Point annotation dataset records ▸

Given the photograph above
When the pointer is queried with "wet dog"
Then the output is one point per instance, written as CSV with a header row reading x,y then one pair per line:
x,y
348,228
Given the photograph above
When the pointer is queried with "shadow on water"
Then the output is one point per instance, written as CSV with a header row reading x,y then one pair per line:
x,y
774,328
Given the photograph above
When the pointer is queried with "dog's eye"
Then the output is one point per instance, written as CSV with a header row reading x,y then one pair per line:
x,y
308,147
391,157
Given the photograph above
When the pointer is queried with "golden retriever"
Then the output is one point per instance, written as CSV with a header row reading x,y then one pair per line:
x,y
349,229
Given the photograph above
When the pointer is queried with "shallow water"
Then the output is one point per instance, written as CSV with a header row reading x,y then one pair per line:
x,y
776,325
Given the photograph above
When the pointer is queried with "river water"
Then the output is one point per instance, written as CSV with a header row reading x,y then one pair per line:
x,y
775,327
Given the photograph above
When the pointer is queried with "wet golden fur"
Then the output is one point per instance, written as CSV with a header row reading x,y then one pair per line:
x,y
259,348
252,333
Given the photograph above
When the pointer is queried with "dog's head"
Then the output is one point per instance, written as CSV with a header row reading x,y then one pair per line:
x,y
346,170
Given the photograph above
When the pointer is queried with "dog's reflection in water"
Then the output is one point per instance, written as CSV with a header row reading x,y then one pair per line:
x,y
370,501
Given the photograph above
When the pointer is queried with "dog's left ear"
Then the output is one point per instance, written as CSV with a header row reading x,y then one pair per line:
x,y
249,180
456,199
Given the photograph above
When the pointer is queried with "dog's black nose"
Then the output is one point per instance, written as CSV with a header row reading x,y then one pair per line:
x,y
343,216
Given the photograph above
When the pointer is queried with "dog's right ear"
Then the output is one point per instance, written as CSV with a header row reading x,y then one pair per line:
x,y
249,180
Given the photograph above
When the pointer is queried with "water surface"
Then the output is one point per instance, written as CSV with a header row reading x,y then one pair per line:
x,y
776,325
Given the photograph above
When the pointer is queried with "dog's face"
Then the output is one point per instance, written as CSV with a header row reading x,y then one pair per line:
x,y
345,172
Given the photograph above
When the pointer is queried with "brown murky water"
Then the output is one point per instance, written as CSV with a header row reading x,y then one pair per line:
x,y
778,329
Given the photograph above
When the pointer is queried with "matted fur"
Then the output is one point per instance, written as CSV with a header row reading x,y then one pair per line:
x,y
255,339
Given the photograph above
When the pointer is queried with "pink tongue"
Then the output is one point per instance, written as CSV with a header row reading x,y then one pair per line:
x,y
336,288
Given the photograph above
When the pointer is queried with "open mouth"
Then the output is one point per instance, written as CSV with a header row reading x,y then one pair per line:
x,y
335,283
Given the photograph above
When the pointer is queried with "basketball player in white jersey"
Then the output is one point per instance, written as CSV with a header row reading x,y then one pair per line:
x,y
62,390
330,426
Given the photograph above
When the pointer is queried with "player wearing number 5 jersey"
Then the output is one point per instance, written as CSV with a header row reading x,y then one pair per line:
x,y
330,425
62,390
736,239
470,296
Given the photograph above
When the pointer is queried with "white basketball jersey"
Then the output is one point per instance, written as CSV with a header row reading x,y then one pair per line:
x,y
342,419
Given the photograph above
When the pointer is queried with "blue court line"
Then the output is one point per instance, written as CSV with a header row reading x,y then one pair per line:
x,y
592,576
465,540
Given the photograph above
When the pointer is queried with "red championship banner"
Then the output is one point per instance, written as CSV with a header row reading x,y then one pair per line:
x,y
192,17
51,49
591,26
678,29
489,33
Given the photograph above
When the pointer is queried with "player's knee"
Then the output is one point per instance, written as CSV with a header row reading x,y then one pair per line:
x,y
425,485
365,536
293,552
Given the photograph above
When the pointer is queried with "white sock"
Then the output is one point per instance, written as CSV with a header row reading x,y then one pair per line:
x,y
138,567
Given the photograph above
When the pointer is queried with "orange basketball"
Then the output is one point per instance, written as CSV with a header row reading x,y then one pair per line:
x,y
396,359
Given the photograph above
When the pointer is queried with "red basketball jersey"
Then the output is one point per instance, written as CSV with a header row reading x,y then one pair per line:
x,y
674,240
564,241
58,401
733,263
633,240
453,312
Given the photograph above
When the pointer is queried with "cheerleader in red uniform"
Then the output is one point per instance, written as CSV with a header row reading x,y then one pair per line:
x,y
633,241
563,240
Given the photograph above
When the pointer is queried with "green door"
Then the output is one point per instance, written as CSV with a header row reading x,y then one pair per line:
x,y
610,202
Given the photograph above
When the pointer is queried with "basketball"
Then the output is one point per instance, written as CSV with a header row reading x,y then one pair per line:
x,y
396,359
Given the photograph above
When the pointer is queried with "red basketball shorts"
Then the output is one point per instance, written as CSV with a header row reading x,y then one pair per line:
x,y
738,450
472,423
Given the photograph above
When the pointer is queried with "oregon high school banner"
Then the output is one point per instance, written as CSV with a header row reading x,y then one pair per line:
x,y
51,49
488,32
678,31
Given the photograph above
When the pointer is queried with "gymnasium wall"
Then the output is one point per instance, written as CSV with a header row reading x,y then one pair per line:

Written exercise ▸
Write out the entries above once more, without altering anything.

Solution to this problem ▸
Given the photograph above
When the pointer is queried with "wet dog"
Then the output is one point per instance, written as CSV with a header row reading x,y then one pair per line:
x,y
348,228
Given the photograph above
When the pointer is queried with "shadow on water"
Then the output is one point per instance, written as CSV with a header row reading x,y then one pair per line:
x,y
774,328
Given the photograph above
When the pointer is queried with "dog's eye"
Then the output is one point per instance, written as CSV with a header row reading x,y then one pair per line:
x,y
308,147
391,157
Given the photograph above
When the pointer is queried with "golden retriever"
Then the output is one point per instance, written as CSV with a header row reading x,y then one pair per line:
x,y
349,229
Given the photograph above
When the pointer is queried with "shallow water"
Then the output is one point per instance, written as CSV with a header row reading x,y then one pair per line:
x,y
776,325
Given the photograph above
When the pointer is queried with "river water"
Then the output is one point per instance, written as CSV with a header row reading x,y then one pair per line:
x,y
775,327
Given the photograph above
When the pointer is queried with "wet golden fur"
Then the output is one point per instance, written as CSV with a header row reading x,y then one pair per line:
x,y
259,348
252,333
Given the photograph above
When the pointer is queried with "dog's head"
Then the output is one point per instance, written as CSV with a header row reading x,y then one pair per line:
x,y
346,170
Given the photograph above
When the pointer is queried with "dog's reflection in water"
Then the output is one point per instance, written as CSV with a header row reading x,y then one pair per line:
x,y
370,501
Given the photograph above
When the pointer is queried with "dog's left ear"
Then the output is one point per instance, written as CSV with a header row reading x,y then one pair per line:
x,y
249,180
456,199
Given the photograph above
When the pointer is queried with "dog's black nose"
Then the output is one point per instance, written as CSV with a header row reading x,y then one pair per line:
x,y
343,216
Given the photograph above
When the pointer is queried with "dog's right ear"
Then the output is one point per instance, written as CSV with a header row reading x,y then one pair per line:
x,y
249,180
Given the photograph above
When the pointer is queried with "water surface"
Then the output is one point per instance, written as CSV with a header row reading x,y then one pair per line:
x,y
776,325
Given the photograph above
When the pointer is queried with "dog's face"
Then the output is one point per instance, written as CSV with a header row reading x,y then one pair per line:
x,y
345,172
Given the photograph above
When the pointer is queried with "brown murky water"
Then the output is one point per instance, written as CSV with a header row reading x,y then one pair per line:
x,y
778,329
Given the photograph above
When the pointer is queried with "matted fur"
Then the output is one point per instance, written as CSV with a header row reading x,y then one pair per line:
x,y
255,339
Given the photograph above
When the pointer is queried with "pink tongue"
Then the output is one point per instance, written as CSV with a header row reading x,y then one pair per line:
x,y
336,288
Given the photograph above
When the pointer is queried with "open mouth"
Then the output is one point per instance, written as CSV with a header row reading x,y then one pair per line:
x,y
335,283
Given the photograph above
When the pointer is queried with "basketball player in white jersey"
Then the output is one point per instance, written as CSV with a header row reading x,y then one pair per line:
x,y
62,390
330,426
Given the photograph above
When the pointer is queried with "player wearing number 5 jersey"
Then the output is one point per instance, written as CSV with a header row reading x,y then one pair per line:
x,y
330,425
62,390
736,239
470,296
Given the photograph above
When the pointer is queried with "white basketball jersey"
Then the output is one point per instance, written as CSV with a header row reading x,y then one pair per line:
x,y
342,419
Given the photograph above
When the pointer is queried with "blue court line"
Then the output is one point per instance, written as CSV with a header row reading x,y then one pair per line:
x,y
592,576
465,540
Given the photograph above
When the pointer is queried with "red championship banner"
Then the output is one point per instance, written as CSV with a header row reading x,y then one pair per line:
x,y
192,17
51,49
591,26
678,29
489,33
Given the photograph above
When the pointer is queried with "player's knee"
Then the output is one point per instance, written as CSV with a header row reading x,y then one pair per line:
x,y
425,485
365,536
293,552
Given the photograph above
When the pointer is queried with "white sock"
Then the output is one point per instance, written as CSV with a header row reading x,y then one pair per line:
x,y
138,567
Given the photograph above
When the pointer is queried with "orange basketball"
Then the output is one point per instance, written as CSV with a header row reading x,y then one pair per line:
x,y
396,359
Given the photograph above
When the pointer is queried with "red basketball jersey"
Then the output is one point per instance, written as CSV with a header row reading x,y then one pair per line:
x,y
674,240
564,241
58,401
733,263
633,240
453,312
Given the photograph above
When the pointer is queried with "cheerleader in red uniform"
Then the output is one point per instance, written as CSV with a header row reading x,y then one pair per line:
x,y
633,241
563,240
Given the photograph above
When the pointer is queried with "green door"
Then the output is one point per instance, written as CSV with a header row reading x,y then one pair per line:
x,y
610,202
Given the photograph above
When the pointer is queried with "basketball"
Then the output is one point per instance, written as CSV with a header row reading x,y then one pair per line:
x,y
396,359
Given the photograph above
When the pointer is queried with "red basketball shorts"
Then the output is one point per instance, written as CSV with a header row reading x,y then one pair per line:
x,y
738,450
472,423
Given the photograph above
When the pointer is queried with "oregon high school banner"
Then the output is one point per instance, written as CSV with a header row reading x,y then one pair per line:
x,y
51,49
488,32
678,31
Given the photograph above
When the pointer is queried with "gymnasium wall"
Then the output is one point per instance, written as CSV with a header row reading x,y then one pair per line:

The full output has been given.